» **DIRECTIONS**:
In the answer, each line of the listing should appear again unchanged.

[GIVEN DATA]

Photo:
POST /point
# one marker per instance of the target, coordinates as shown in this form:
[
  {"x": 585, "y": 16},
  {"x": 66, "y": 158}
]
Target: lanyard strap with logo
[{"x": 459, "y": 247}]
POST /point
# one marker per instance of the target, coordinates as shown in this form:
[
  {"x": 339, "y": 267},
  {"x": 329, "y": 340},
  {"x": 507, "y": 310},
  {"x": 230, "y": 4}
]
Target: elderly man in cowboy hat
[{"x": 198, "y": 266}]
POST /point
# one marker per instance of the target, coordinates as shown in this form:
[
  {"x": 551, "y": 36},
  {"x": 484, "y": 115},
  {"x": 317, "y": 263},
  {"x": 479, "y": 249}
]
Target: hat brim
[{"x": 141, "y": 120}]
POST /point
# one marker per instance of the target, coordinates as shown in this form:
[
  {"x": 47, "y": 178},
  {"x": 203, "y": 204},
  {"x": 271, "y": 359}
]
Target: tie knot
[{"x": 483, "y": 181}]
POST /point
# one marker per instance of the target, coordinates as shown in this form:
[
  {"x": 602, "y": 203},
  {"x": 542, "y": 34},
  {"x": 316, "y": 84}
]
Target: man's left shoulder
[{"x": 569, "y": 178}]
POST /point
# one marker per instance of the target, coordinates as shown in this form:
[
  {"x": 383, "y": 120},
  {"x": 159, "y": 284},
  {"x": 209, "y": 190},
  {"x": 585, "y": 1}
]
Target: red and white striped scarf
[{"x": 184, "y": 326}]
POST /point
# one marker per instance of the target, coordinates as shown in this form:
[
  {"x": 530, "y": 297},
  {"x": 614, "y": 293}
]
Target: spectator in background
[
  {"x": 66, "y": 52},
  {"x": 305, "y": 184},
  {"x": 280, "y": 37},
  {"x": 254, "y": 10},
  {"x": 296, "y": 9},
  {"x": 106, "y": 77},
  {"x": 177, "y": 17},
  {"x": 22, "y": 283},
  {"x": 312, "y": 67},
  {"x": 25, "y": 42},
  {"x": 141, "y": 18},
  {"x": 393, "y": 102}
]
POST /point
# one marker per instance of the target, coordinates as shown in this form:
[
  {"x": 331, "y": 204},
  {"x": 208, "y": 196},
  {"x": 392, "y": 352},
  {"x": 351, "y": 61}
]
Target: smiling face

[/GIVEN DATA]

» **WRITTEN RESPONSE**:
Photo:
POST /point
# one marker per instance of the target, coordinates as shown in this form:
[
  {"x": 585, "y": 16},
  {"x": 66, "y": 158}
]
Target: lanyard strap with logo
[{"x": 459, "y": 247}]
POST /point
# one marker per instance of the target, coordinates as shown in this form:
[
  {"x": 339, "y": 267},
  {"x": 329, "y": 340},
  {"x": 507, "y": 310},
  {"x": 230, "y": 4}
]
Target: elderly man in cowboy hat
[{"x": 198, "y": 266}]
POST /point
# one marker per instance of the target, coordinates as shown in this form:
[
  {"x": 551, "y": 36},
  {"x": 484, "y": 115},
  {"x": 317, "y": 263},
  {"x": 479, "y": 249}
]
Target: hat brim
[{"x": 141, "y": 120}]
POST /point
# one marker per instance of the target, coordinates as shown in this form:
[
  {"x": 47, "y": 178},
  {"x": 203, "y": 204},
  {"x": 271, "y": 359}
]
Target: tie knot
[{"x": 483, "y": 181}]
POST /point
# one marker per instance of the target, coordinates as shown in this form:
[
  {"x": 602, "y": 203},
  {"x": 542, "y": 34},
  {"x": 316, "y": 84}
]
Target: man's left shoulder
[{"x": 569, "y": 178}]
POST /point
# one marker per instance of the target, coordinates as shown in this form:
[
  {"x": 383, "y": 120},
  {"x": 159, "y": 284},
  {"x": 209, "y": 190},
  {"x": 585, "y": 1}
]
Target: red and white striped scarf
[{"x": 184, "y": 326}]
POST /point
# one marker per instance of the target, coordinates as shown in this form:
[
  {"x": 530, "y": 297},
  {"x": 614, "y": 293}
]
Target: spectator in background
[
  {"x": 66, "y": 52},
  {"x": 305, "y": 184},
  {"x": 280, "y": 37},
  {"x": 254, "y": 10},
  {"x": 296, "y": 9},
  {"x": 106, "y": 77},
  {"x": 177, "y": 17},
  {"x": 22, "y": 283},
  {"x": 312, "y": 67},
  {"x": 25, "y": 42},
  {"x": 141, "y": 18},
  {"x": 393, "y": 102}
]
POST /point
# one marker per instance of the target, coordinates as shown in this form:
[
  {"x": 331, "y": 204},
  {"x": 208, "y": 196},
  {"x": 392, "y": 352},
  {"x": 351, "y": 61}
]
Target: smiling face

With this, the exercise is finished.